>>>

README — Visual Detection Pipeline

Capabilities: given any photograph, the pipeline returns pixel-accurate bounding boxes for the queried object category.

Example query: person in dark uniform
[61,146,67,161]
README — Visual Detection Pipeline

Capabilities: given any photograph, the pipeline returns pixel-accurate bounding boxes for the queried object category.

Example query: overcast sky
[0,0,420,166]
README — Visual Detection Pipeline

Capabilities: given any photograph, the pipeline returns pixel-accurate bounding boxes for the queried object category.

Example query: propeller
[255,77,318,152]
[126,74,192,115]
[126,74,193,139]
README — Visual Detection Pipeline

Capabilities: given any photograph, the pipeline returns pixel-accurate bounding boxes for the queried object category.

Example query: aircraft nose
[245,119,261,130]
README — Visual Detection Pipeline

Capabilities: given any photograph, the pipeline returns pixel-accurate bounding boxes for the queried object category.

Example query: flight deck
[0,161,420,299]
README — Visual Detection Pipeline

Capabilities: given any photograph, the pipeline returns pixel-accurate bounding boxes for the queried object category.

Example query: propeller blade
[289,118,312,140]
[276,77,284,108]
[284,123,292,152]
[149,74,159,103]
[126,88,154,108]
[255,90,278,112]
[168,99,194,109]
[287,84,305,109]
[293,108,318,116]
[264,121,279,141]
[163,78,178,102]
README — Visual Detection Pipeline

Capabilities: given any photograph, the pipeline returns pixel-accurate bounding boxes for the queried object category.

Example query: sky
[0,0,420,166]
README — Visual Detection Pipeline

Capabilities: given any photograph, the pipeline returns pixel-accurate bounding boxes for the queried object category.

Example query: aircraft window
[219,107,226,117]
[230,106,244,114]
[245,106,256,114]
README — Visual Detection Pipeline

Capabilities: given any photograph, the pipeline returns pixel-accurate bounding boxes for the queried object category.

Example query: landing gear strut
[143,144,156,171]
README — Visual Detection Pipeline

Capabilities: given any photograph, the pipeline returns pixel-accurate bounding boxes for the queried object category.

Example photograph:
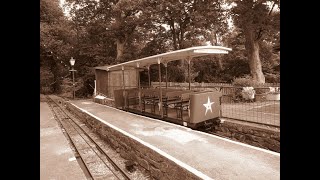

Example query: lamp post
[70,57,76,99]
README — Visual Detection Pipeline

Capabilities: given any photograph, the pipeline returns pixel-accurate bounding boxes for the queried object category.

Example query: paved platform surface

<<<

Count the lines above that contain the string "Example", treating uppercase and lowercase as different. Give only the number.

REPLY: 12